[What is needed]
Although the entries contain pictures, copy only their text, exactly as written.

Task inputs START

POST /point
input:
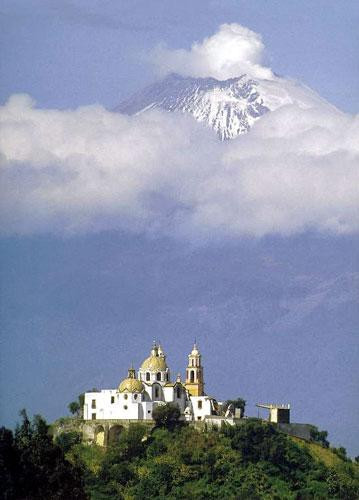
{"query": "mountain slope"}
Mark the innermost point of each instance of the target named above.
(229, 107)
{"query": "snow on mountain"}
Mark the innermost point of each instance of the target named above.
(230, 107)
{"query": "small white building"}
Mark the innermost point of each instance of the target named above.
(137, 395)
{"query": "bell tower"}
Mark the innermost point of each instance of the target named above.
(194, 373)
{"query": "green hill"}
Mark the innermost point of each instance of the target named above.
(178, 461)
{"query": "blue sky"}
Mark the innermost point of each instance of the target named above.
(275, 315)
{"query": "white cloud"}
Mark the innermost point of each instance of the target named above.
(231, 52)
(90, 169)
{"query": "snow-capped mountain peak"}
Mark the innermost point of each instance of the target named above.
(230, 107)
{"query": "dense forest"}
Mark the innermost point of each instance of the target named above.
(176, 461)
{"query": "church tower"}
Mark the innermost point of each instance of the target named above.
(194, 373)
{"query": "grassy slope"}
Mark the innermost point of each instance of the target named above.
(319, 453)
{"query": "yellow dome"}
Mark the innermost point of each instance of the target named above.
(154, 364)
(131, 385)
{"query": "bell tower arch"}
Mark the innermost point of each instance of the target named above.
(194, 373)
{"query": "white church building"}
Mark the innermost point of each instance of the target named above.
(138, 394)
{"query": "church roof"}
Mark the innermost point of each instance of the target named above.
(154, 364)
(131, 383)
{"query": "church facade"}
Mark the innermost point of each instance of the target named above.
(139, 393)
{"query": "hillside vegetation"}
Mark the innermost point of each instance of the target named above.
(249, 461)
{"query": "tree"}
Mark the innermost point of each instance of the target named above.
(319, 436)
(66, 440)
(166, 415)
(74, 408)
(33, 466)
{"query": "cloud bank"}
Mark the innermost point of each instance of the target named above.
(90, 170)
(233, 51)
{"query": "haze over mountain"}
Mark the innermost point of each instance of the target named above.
(230, 107)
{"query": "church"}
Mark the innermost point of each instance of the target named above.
(138, 394)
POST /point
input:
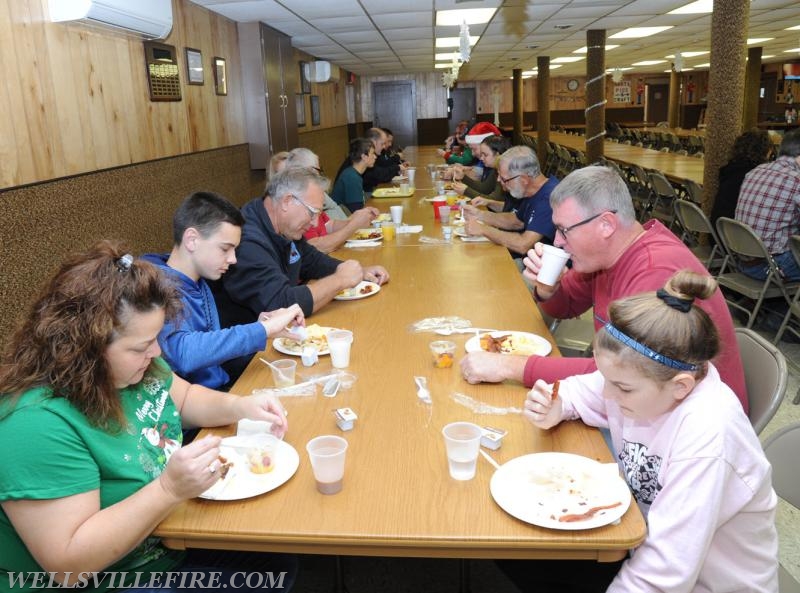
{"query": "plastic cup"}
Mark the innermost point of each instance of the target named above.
(553, 261)
(438, 203)
(397, 214)
(327, 454)
(389, 230)
(443, 352)
(339, 342)
(283, 372)
(462, 441)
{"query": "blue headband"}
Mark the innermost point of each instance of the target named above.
(647, 351)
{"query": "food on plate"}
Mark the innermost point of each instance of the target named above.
(315, 336)
(512, 343)
(261, 460)
(366, 234)
(224, 466)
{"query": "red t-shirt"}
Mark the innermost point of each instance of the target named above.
(645, 266)
(319, 230)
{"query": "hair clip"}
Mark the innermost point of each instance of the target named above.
(124, 263)
(647, 351)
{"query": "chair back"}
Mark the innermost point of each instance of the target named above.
(765, 374)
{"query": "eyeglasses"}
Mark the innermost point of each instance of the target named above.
(504, 180)
(312, 212)
(565, 230)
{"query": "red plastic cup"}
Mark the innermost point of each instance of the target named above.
(436, 204)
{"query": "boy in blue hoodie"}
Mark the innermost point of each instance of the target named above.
(206, 229)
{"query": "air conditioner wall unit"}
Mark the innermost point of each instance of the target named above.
(321, 71)
(148, 19)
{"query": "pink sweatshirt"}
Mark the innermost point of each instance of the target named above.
(704, 487)
(645, 266)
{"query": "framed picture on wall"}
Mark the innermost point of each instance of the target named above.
(194, 66)
(300, 102)
(314, 110)
(220, 76)
(305, 84)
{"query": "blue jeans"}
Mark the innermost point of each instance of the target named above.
(217, 570)
(786, 263)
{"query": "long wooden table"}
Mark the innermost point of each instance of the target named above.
(398, 499)
(675, 166)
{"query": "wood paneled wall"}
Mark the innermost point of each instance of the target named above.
(75, 98)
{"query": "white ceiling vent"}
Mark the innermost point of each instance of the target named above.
(148, 19)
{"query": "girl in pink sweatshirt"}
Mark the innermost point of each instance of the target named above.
(683, 443)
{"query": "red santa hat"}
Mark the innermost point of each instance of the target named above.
(480, 131)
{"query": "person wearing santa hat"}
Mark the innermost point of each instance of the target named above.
(526, 216)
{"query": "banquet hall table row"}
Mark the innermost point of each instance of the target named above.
(398, 498)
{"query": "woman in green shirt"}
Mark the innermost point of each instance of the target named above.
(83, 380)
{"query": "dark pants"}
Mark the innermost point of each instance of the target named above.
(560, 576)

Task inputs END

[Completed exercise]
POST /point
input:
{"query": "mountain slope"}
Mark the innermost point of each instance of the target named above.
(229, 107)
{"query": "snow on mountain"}
Mark the innermost point of each instance of the target named above.
(230, 107)
{"query": "small white building"}
Mark the innermost point of each instance of the target named above.
(137, 395)
{"query": "bell tower"}
Mark the innermost point of each instance of the target named above.
(194, 373)
{"query": "green hill"}
Mark the innermost point of each instance of the target named above.
(178, 461)
{"query": "blue sky"}
Mark the innermost point of each instance of the target named above.
(275, 315)
{"query": "white cloud"}
Mark the innermost point of each instance of the target named above.
(231, 52)
(90, 169)
{"query": "snow-capped mountain peak"}
Mark the innermost point of each instance of the target named above.
(230, 107)
{"query": "dense forest"}
Mark the innermost point of each instance of the target named above.
(176, 461)
{"query": "church tower"}
Mark the innermost point of each instance of the target named above.
(194, 373)
{"query": "grassy slope"}
Mark the innermost point of each instance of the target named above.
(319, 453)
{"query": "yellow dome"}
Mark the innermost point of each instance of the target named above.
(154, 364)
(131, 385)
{"query": "bell tower arch"}
Mark the innermost point of each instance of the target named above.
(194, 373)
{"query": "white church building"}
Mark the innermost point of each instance of the target named above.
(138, 394)
{"query": "church roof"}
Mark the innermost point of each instance of the target named above.
(154, 364)
(131, 383)
{"query": "church facade"}
Mark the innermost point of each instance of the target named above.
(139, 393)
{"query": "hillside vegetation"}
Mark the innermost point of each instance of the target named above.
(249, 461)
{"query": "tree"}
Mark the innermost point of each instance of the target named above.
(319, 436)
(66, 440)
(166, 415)
(74, 408)
(33, 466)
{"query": "cloud bank"}
Mark the innermost point of each instance of the target named above.
(90, 170)
(233, 51)
{"query": "haze over mountain"}
Mark the innermost point of each instance of the target named above.
(230, 107)
{"query": "church"}
Mark the innermost point of each instance of the target named above.
(138, 394)
POST /point
input:
{"query": "plastic cup"}
Mark the innermost point of each instance of the target named above.
(553, 261)
(438, 203)
(397, 214)
(327, 454)
(389, 230)
(443, 352)
(339, 342)
(283, 372)
(462, 441)
{"query": "blue headband"}
Mark the innermost point of each instance of the target named above.
(647, 351)
{"query": "food on plate"}
Mark the innermost point of each instance of the target named above.
(315, 336)
(512, 343)
(261, 460)
(366, 234)
(224, 466)
{"query": "red t-shirt"}
Mark the innermost point of each instance of the target named above.
(645, 266)
(319, 230)
{"query": "hair clip"}
Mark the innermost point of each instance of the target named above.
(124, 263)
(647, 351)
{"query": "chair back"}
Mark the innermost point of each instance of the target named above.
(765, 374)
{"query": "eyeglasses"}
Mark the innermost point of each instance of the target named above.
(504, 180)
(312, 212)
(565, 230)
{"query": "red plastic cup"}
Mark the innermost point of each instance of the target named above.
(436, 204)
{"query": "boy in blue hoodie"}
Mark the innermost point of each instance of the target named above.
(206, 229)
{"query": "air conditioner wall unit"}
Mark the innermost point of each instance of the target named above.
(321, 71)
(148, 19)
{"query": "pink sweatshirt"}
Mark the innermost point of each instance of the target named above.
(704, 487)
(645, 266)
{"query": "framed picture on wall"}
Mark the innermost point of each instance of the target named above.
(194, 66)
(300, 102)
(314, 110)
(220, 76)
(305, 84)
{"query": "blue jeans"}
Mark the innermost point of each instance of the target named above.
(217, 570)
(786, 263)
{"query": "long wooden table"}
Mark the innermost point of each instance of the target named above.
(398, 499)
(675, 166)
{"query": "wood paneled wall"}
Mark the innermost point of each instance of the target named above.
(75, 98)
{"query": "white ceiling vent"}
Mark the innermost point of each instance of the target named above.
(148, 19)
{"query": "girl in pink sweatshirt"}
Mark the innermost point of each instance of the target named above.
(683, 443)
{"query": "red santa hat"}
Mark the innermost point of each instance of the target named above.
(480, 131)
{"query": "person wearing santa hat"}
Mark the innermost point of each instance of the target named above.
(526, 216)
{"query": "banquet hall table row"}
Mark the innermost point of each instance of the target named above.
(398, 498)
{"query": "woman in green shirt"}
Mark the innermost point of each instance of the target named above.
(83, 380)
{"query": "dark pants"}
Mark the innermost point of each instance of the target named above.
(560, 576)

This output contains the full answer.